---- Reading passage

So these three cases represented each one of those type of events. One was a middle aged black woman who was the victim in this case and she testified and that’s what they had done. They had backed up a trailer to her house one day and loaded up her hogs, and drove away. She said I never told anybody because blacks don’t have access to the courts, against whites; they were not able to testify against white victims, much less themselves as a victim. They knew these guys, these special rangers who were running all of this and the local sheriff was in cahoots with them at the time. They were beating up and killing white people, so what chance did they have? So they kept their mouths shut and never told anybody.

And that’s where I came in. I interviewed many other members of the African American community. I talked with a lot of people in their 90s and some in their 100’s. They told me one thing, and it makes total sense, in that place and time if some strange white lawman showed up at their house and told them they heard something about them, how did all these Alred Rangers even find out about them? They did not tell their stories to anyone except another African American, and they would not be telling their stories because they were afraid they would be set up. They had to have a liaison from the community and they believe it was this young man. They told me who they think this young man was. Unfortunately I could not begin to verify it so I don’t give his name. Its clearly evident that he is wearing a gun and hanging out with this thoroughly well known Texas Ranger. The picture itself is immensely significant for the period.

I told a colleague a couple of years ago right after I turned in the initial manuscript to the publisher for review, I was at a Texas State Historical Association for an event. The chief historian who was head of their publication walked by and he’s a Jim Crow era, KKK, specialist, this is his period. He was a senior scholar, chair of Texas University department, and now he’s chief of History affiliated with UT, a very traditional and academic type. He heard me give that description about the cases with the white juries convicting white men and not giving testimonies because they were black, and he just about got whiplash turning around, and said, do you have a publisher? Thank you but I do. That's how meaningful it is and how it goes against common misconceptions between academics who are supposedly studying this.

--------
---- Data for this exercise

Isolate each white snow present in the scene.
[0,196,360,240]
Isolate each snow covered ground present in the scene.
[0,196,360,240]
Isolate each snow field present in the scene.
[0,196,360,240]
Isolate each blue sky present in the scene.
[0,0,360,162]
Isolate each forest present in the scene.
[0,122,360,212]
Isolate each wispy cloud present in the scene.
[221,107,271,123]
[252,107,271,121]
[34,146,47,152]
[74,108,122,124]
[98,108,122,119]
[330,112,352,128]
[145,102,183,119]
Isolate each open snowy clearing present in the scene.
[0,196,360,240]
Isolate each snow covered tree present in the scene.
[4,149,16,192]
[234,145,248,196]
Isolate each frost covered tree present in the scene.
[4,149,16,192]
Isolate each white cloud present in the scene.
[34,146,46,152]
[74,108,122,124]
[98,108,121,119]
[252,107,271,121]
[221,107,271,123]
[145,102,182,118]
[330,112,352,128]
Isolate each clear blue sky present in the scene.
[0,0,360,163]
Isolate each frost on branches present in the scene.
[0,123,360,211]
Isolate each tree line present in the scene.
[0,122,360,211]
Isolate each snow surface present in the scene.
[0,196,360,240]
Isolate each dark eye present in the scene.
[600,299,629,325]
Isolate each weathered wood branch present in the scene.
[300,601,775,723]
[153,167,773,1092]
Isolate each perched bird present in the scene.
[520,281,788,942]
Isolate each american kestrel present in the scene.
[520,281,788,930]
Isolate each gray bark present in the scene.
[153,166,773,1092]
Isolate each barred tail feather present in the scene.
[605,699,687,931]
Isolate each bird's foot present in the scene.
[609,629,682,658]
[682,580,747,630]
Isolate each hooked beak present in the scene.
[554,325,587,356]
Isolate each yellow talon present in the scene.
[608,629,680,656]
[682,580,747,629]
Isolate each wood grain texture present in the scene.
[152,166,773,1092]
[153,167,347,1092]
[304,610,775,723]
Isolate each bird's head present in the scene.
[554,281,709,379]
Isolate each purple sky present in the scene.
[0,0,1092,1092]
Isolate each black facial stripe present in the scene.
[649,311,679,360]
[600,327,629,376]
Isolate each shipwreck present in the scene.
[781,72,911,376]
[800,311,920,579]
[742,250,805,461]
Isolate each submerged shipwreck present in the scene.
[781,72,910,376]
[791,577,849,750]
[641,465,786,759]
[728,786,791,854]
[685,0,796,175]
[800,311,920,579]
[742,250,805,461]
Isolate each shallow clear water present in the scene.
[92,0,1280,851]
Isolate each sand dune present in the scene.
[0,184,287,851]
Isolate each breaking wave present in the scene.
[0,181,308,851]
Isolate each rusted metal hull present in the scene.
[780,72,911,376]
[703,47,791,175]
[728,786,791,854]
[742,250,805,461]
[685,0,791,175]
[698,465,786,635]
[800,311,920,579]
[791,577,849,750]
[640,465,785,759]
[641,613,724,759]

--------

### Tasks
1) Recast the paragraph of the interview passage that opens "So these three cases represented" as a short bulleted list that keeps its main facts.
2) Output the recorded data as a numbered list, starting at the line that contains "Isolate each snow surface" and ending after the line that contains "[520,281,788,942]".
The interview passage and the recorded data are unrelated pieces of material.

### Solution set
1)
- One of the three cases involved a middle-aged Black woman who was the victim and who testified.
- One day a trailer was backed up to her house, her hogs were loaded onto it, and it was driven away.
- She told no one, because Black people had no access to the courts against whites. They could not testify against white victims, much less as victims themselves.
- The special rangers running all of this were known to the community, and the local sheriff was in cahoots with them.
- Since these men were beating up and killing white people, the community saw no chance and kept silent.

2)
1. Isolate each snow surface present in the scene.
2. [0,196,360,240]
3. Isolate each dark eye present in the scene.
4. [600,299,629,325]
5. Isolate each weathered wood branch present in the scene.
6. [300,601,775,723]
7. [153,167,773,1092]
8. Isolate each perched bird present in the scene.
9. [520,281,788,942]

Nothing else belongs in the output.